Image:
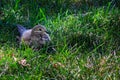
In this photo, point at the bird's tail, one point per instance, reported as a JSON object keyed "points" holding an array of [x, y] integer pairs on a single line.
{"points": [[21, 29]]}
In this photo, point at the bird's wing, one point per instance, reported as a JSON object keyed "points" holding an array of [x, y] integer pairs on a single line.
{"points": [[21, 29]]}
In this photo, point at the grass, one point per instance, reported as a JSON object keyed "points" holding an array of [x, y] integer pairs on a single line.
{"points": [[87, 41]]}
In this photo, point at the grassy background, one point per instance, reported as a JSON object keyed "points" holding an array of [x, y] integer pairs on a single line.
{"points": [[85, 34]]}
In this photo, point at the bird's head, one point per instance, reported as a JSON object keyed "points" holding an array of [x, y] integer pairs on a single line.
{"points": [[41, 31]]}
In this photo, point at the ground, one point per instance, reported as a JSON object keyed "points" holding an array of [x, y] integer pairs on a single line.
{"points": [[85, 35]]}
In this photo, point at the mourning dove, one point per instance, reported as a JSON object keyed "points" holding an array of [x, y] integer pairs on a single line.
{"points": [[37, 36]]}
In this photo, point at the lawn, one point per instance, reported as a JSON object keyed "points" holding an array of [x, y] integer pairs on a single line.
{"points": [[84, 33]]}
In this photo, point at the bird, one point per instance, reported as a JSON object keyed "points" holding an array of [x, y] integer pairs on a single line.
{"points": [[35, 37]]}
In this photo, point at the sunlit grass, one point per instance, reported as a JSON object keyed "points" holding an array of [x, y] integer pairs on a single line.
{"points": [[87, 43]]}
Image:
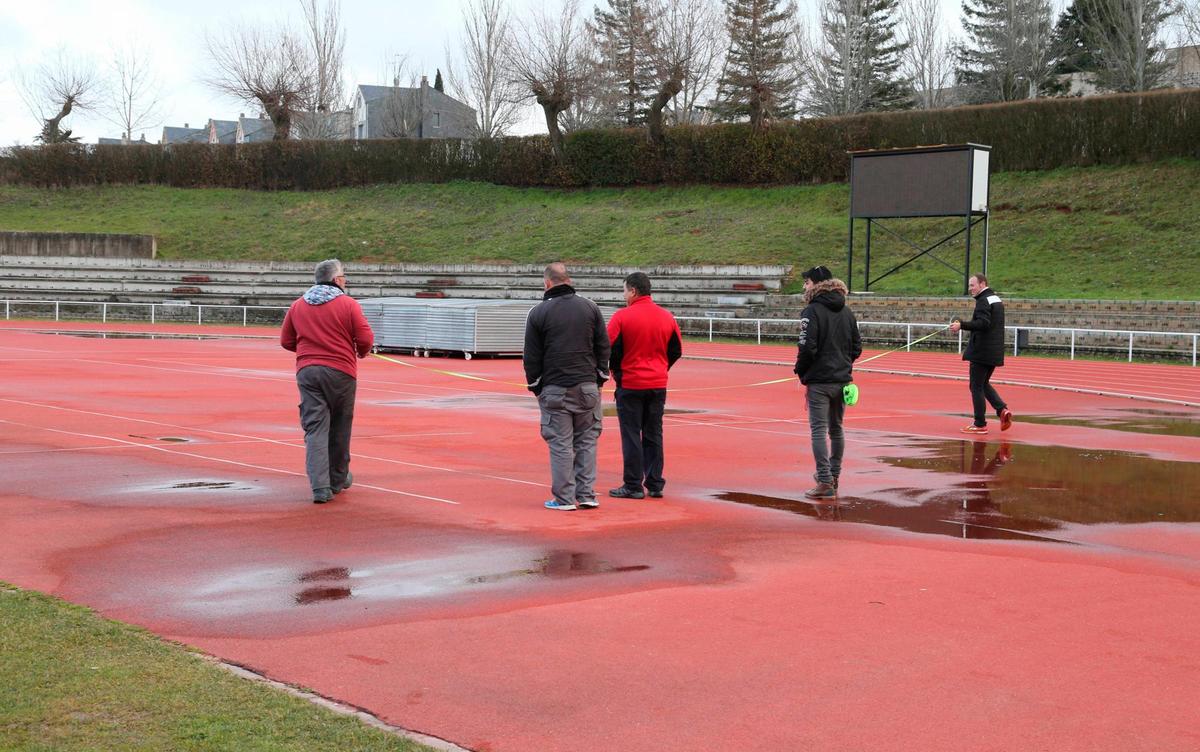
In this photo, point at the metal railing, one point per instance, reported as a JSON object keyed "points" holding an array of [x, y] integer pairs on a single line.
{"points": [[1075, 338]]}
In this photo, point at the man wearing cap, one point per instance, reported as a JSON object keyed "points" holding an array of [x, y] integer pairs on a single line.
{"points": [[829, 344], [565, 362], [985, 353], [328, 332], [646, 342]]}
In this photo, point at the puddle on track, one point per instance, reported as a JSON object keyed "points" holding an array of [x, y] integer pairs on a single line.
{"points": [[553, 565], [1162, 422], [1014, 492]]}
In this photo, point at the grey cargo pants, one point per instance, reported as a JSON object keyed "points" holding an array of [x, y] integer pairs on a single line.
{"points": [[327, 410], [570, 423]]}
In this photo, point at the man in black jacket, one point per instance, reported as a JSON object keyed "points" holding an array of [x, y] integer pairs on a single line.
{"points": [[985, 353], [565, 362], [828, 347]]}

====

YOUR TASK: Can you rewrite every entry above with "one point per instance" changed to "one point for each instance" and everything else left as it is? Leave the pictures out.

WRITTEN RESPONSE:
Image:
In this photo, point at the bird's tail, one point for each instance, reported as a JSON object keyed "points" holding an array of [x, y] integer pairs on a single line.
{"points": [[21, 29]]}
In this photo, point at the bird's wing, one point for each instance, reported as a JSON object keyed "points" holding an array of [x, y] integer pairs on a single line.
{"points": [[21, 29]]}
In this photo, point at the grass, one point for each instance, reported as a JSON object keyed "points" holding an array of [x, y] integer pairs on a single line.
{"points": [[87, 41]]}
In this photo, point at the grassy background, one point for each instance, reported as a JSON object keyed "points" holding an array of [x, y] integer pairs on a single line.
{"points": [[85, 34]]}
In this photo, point at the bird's head, one point for each instance, reported as a JSON object keyed "points" holding an array of [x, y] integer pairs on a single line.
{"points": [[41, 31]]}
In this photo, point at the ground, one point for each instance, reported as a JSON object keyed "points" holding an array of [x, y] integer pairs on a single line.
{"points": [[85, 35]]}
In this photo, point at the mourning dove, one point for each instance, reported as a JSON object keyed "points" holding an array of [x, y] integer pairs on a single line.
{"points": [[37, 36]]}
In this photo, point at the lawn, one point for each instance, reported as a JSON object keyed "points" holding an array of [x, y] integer pairs on a single line.
{"points": [[84, 33]]}
In this photo, point at the bird, one point for each instance, reported as a JSON object keyed "points" holding an array of [x, y] integer pairs on a single line.
{"points": [[35, 37]]}
In this photo, point at the sunlit grass, one point for each instance, reported as a JSON object keyed "points" holding an array of [x, y] integer pairs on a single line.
{"points": [[87, 43]]}
Image:
In this photo, point at the metal railing, one point for each instance, reported as a JSON object keyed "points" holding an array of [x, y] integer pairs on a single line.
{"points": [[1075, 338]]}
In this photo, point at the man wearing cap, one point for each instance, reported as a JSON object keyed "points" holding an array of [x, y] integer pairs on a single line.
{"points": [[829, 344], [565, 362], [985, 353], [328, 332], [646, 342]]}
In this photo, point at the puddle on track, one point for each instance, reported as a JSON object keyed "points" holding an array of [x, y] integer pairs on a single line.
{"points": [[553, 565], [1162, 422], [1014, 492]]}
In this photo, point at the grey cargo pants, one point for each instance, reported as a JSON object keyed "points" holding an array of [x, y] integer pairs on a single line.
{"points": [[327, 410], [570, 423]]}
In this photo, point at the man in black jacket, one point for each instance, reported as a JSON object keyed "points" holding an array of [x, y] integer pairs on a single line.
{"points": [[985, 353], [565, 362], [828, 347]]}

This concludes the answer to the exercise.